#### Data to use ####

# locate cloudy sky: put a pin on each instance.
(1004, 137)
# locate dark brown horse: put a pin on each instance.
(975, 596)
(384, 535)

####

*Direction*
Write out the rows again, substituting "find" for each occurrence of "locate" and keeping everything else unchanged.

*Correct response*
# find cloudy sky: put a pin on each instance.
(1004, 137)
# find dark brown horse: put a pin on each instance.
(975, 596)
(384, 535)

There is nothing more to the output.